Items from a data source
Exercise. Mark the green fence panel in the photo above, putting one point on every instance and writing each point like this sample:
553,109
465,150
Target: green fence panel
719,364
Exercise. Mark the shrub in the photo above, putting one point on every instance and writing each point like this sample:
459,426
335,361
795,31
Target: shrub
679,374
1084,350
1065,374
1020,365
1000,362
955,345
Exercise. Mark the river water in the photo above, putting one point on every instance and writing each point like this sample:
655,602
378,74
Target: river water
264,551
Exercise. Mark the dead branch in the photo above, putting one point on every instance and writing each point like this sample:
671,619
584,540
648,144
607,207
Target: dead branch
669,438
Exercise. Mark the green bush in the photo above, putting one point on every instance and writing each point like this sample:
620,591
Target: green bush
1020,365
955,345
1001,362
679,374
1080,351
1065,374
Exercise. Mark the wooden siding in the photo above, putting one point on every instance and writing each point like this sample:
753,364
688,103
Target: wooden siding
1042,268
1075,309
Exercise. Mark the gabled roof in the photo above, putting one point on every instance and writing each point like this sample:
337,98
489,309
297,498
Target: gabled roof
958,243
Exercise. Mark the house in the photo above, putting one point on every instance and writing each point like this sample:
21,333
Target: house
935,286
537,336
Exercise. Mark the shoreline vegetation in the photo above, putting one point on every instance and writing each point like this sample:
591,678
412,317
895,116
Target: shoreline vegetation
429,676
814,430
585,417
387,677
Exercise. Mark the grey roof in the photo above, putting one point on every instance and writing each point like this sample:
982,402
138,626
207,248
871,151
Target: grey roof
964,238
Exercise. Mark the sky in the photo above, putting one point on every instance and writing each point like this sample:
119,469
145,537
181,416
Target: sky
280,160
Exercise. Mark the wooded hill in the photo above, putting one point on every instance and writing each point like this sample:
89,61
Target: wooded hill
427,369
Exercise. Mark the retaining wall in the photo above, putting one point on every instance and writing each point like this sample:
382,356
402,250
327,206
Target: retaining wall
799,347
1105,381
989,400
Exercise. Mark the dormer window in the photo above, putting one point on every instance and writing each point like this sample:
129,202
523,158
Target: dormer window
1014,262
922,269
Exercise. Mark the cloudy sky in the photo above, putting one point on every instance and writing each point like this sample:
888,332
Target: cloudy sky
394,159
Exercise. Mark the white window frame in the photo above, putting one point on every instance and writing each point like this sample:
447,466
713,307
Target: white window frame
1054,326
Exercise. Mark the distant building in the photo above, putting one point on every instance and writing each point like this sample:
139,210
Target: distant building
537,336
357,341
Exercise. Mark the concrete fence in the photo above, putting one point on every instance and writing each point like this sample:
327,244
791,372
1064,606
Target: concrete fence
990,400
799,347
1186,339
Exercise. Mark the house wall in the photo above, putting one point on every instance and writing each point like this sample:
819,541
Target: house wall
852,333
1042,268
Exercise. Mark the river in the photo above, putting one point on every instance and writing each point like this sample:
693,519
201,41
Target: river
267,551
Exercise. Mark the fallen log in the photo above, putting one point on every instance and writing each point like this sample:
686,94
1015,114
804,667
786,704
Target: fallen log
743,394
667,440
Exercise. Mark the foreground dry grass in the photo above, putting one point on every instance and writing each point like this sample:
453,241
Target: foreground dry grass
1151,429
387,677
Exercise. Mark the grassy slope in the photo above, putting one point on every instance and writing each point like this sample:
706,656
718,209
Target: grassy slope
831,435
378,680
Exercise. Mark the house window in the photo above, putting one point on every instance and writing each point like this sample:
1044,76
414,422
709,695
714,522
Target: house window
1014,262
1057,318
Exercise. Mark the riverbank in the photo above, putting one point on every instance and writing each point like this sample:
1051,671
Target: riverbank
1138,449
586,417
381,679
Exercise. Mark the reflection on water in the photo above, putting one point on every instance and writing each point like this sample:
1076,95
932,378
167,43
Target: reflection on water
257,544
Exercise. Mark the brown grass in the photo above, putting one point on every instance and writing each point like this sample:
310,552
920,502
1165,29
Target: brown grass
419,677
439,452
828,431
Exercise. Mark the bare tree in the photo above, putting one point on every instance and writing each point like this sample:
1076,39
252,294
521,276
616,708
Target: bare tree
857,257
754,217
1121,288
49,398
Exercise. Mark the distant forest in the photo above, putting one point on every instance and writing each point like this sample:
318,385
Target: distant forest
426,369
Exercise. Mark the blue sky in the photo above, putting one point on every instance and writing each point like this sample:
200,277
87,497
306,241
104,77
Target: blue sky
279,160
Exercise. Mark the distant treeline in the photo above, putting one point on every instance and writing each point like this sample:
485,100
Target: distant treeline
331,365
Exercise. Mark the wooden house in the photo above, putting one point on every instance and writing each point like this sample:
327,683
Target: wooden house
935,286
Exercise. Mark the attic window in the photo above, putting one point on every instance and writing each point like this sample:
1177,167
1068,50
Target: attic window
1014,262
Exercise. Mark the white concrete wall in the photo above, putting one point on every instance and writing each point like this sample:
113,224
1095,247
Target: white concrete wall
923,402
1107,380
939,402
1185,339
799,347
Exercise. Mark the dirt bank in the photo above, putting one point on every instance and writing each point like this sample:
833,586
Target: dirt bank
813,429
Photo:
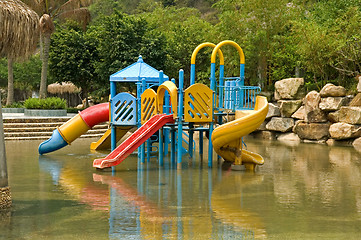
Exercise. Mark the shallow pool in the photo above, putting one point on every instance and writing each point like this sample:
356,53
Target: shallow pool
302,192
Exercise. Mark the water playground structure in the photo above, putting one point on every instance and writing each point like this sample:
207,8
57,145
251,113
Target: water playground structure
171,112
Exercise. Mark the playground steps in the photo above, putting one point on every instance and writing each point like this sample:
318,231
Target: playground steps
42,128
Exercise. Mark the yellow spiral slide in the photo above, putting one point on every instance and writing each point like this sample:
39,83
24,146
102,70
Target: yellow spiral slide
227,138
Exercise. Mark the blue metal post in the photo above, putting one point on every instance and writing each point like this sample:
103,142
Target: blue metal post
232,95
148,142
201,143
242,73
113,132
192,81
190,139
180,119
139,93
213,87
221,86
172,151
166,131
160,150
193,74
241,93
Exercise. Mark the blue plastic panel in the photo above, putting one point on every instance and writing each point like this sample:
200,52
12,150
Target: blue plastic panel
123,110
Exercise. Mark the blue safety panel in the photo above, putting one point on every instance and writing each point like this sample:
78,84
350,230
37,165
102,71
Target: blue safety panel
123,109
239,97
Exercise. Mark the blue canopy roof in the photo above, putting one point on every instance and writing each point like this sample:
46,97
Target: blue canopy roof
136,72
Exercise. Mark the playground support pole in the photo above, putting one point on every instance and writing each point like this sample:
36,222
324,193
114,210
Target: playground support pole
190,140
161,143
180,119
142,154
221,85
213,86
5,196
113,131
193,74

* Task objective *
Rewrite all of the records above so that every "putting one point on every instance" becomes "placing one point on each instance", keeping everything else the same. Leave the pictures out of your answer.

* Response to this exercise *
Exercise. Mark the green fence panel in the photo above, placing one point on each instance and writing each point like this sample:
553,109
465,150
Target: green fence panel
719,364
Exercise. Mark the shrub in the photo above, placing one point on each instance and writing each point like this sample:
459,426
335,361
795,31
Target: shrub
679,374
1084,350
1065,374
1020,365
1000,362
955,345
Exercise. Mark the river water in the photo above, placing one point on each instance and writing each point like this sample:
655,602
378,74
Target: river water
264,551
Exercise. Mark the dead branch in the photo above, placing one point on each instance and writing each point like this sample:
671,619
584,540
648,144
607,207
Target: dead branch
669,438
Exercise. Mark the green bush in the photo above, placing one point on each instance and writing each point like this sample:
620,591
Target: green bush
1020,365
955,345
1001,362
679,374
1080,351
1065,374
Exercise. Mark the wooden siding in the photo above, placing one point on each instance and writing each point like this sample:
753,364
688,103
Target: wooden siding
1042,268
1075,309
Exercise. Mark the gabled roof in the photo above, placing one point on each instance and writing each point like this sample:
337,98
489,309
297,498
Target: gabled roof
958,243
Exercise. Mark the house in the photo above, placing one point on each instance and writing each point like this sample:
21,333
Target: house
935,286
537,336
Exercise. Mark the shoreline vegetation in the photo above, placing one point on each instance and writing each point like this sample:
591,678
412,317
895,116
Target: shoreline vegetation
429,676
814,430
585,417
387,677
Exercise. Mark the grey roof in the photo above, placing one point on each instance and writing each point like this sample:
982,402
138,626
207,248
871,151
Target: grey roof
964,238
Exercise. Mark the sky in the photo above, placing one point on each instance and writing each point like this sample:
119,469
145,537
181,416
Target: sky
280,160
Exercise. Mark the wooded hill in the photo above, placing one point on each instance and writing each point like this sample:
89,61
Target: wooded hill
427,369
Exercise. Mark the retaining wall in the photo above, placing one point on each instance and writing each point like this sample:
382,356
402,250
327,206
Target: retaining wall
799,347
1105,381
989,400
Exercise. Mark the dormer window in the photo above, placing one point on each instance and writing each point like this sample:
129,202
523,158
Target: dormer window
1014,262
922,269
Exercise. Mark the cloudy sky in the photo above, placing one point on each instance and writing each point like this sample:
888,332
Target: cloudy sky
394,159
Exercise. Mark the white window frame in the photo above, placing one point on each instance and writing each point like this sample:
447,466
713,307
Target: white window frame
1054,326
Exercise. Mark the distant building in the photo above, placing one point on each instance and writing each point like this sample:
139,210
Target: distant building
537,336
357,341
Exercise. Mark the concrete fence in the photo above, placing one point on each instance and writing each point like this sample:
327,244
791,372
1064,606
Target: concrete fence
990,400
799,347
1186,339
Exercise. Mark the house wall in the photo above, placing one point on each instance and writing each point like this sample:
819,541
Target: house wall
852,333
1042,268
Exercise. Mark the river in the photo above, placing one point on each instance and writing each point like this sample:
693,519
201,41
Target: river
267,551
Exercise. Mark the fallen log in the photo above, placing one point on each instance and writing each point like this sample:
686,94
1015,114
804,667
786,704
Target: fallen log
743,394
667,440
Exercise. Mark the foreground dry grass in the photo above, placing one point on each instance and writing each point like this sample:
453,241
Target: foreground dry grass
1151,429
387,677
Exercise. Mark the grassy slope in the photo above, placing one point on each instance and writing each point like this sample:
706,656
718,209
Target: grassy slope
831,435
378,680
Exercise. Mark the house window in the photo above, placing one point on each instance and writing each point like this sample:
1044,76
414,422
709,695
714,522
Target: house window
1014,262
1057,318
Exercise. Mark the riverbank in the photo above, placing one point on each instance and writing each point like this sample:
1051,671
Target: riverbank
1138,449
586,417
381,679
Exercise. Mark the reflection on water in the photo above, placing one point on each instance and writing each point like this sample:
1076,95
932,378
167,43
Target: reflection on water
257,544
Exercise. Mark the brown grass in the photo above, placing one point on each instance and writing each point like this sample:
310,552
920,502
1165,29
Target: brown grass
419,677
439,452
828,431
Exercise. Mark the bare tree in the photo above, placing one point on each instance and writing each point like this sample:
1076,39
252,294
521,276
616,708
Target: bare tree
857,257
754,217
1121,288
49,398
Exercise. Mark the distant forest in the photo above, placing one point on each instance and writing each point like this sample:
318,385
Target: distant forest
426,369
Exercise. Mark the blue sky in the photo above, placing one point on each instance and writing each point like this sample:
200,277
87,497
306,241
104,77
Target: blue sky
279,160
Exercise. Mark the distant treeline in the photo above, placing one point on each instance and writing each point like this sample:
485,100
Target: distant treeline
331,365
Exercise. Mark the wooden house in the photo above, placing one point on each instance and writing each point like this sample:
327,683
Target: wooden house
935,286
Exercise. Mark the attic window in the photo above, placing one point on each instance and writing each point like this sample:
1177,167
1068,50
Target: attic window
1014,262
Exercise. Mark the white concrete wall in the photo above, placing one point on each instance and writing each point like this sample:
113,224
1095,247
Target: white concrete wall
923,402
1107,380
939,402
1185,339
799,347
Exercise. Mark the dirt bank in the photo above, placing one point on each instance and writing each point like this sample:
833,586
Target: dirt bank
813,429
Photo:
Exercise. Mark the shallow pool in the photo above, placing one point on each instance and writing each point like this sample:
356,53
Target: shallow pool
302,192
Exercise. Mark the water playground structure in the photo above, placing one point on each instance and writing each point like this sample:
207,8
57,145
251,113
Target: water playground structure
171,112
Exercise. Mark the playground steps in the photo above, placing one point on each instance and writing each point like this sample:
318,231
Target: playground steps
42,128
Exercise. Mark the yellow spiral slide in the photo above, placing one point on each instance and writing each point like this sample:
39,83
24,146
102,70
Target: yellow spiral slide
227,138
Exercise. Mark the blue metal post in the photo above, placing one point on each instance and writing each point like this sample:
103,142
Target: blue metal post
232,95
148,142
201,143
242,73
113,132
192,81
190,139
180,119
139,93
213,87
221,86
172,151
166,131
160,150
193,74
241,93
Exercise. Mark the blue plastic panel in the photo above, placing one point on each instance and writing each point like this sample:
200,52
12,150
Target: blue plastic panel
123,110
Exercise. Mark the blue safety panel in the photo above, placing one point on each instance and writing each point like this sample:
78,84
350,230
37,165
102,71
Target: blue safety panel
123,109
239,97
Exercise. Mark the blue canopy roof in the photo above, placing one point on each instance and writing each point like this sample:
46,97
Target: blue canopy roof
136,72
Exercise. Mark the playground support pole in the photo above, placing one point on each instance and writing each point like this sample:
36,222
324,193
114,210
Target: playground support pole
190,140
161,143
180,119
142,154
221,85
213,86
5,196
113,131
193,74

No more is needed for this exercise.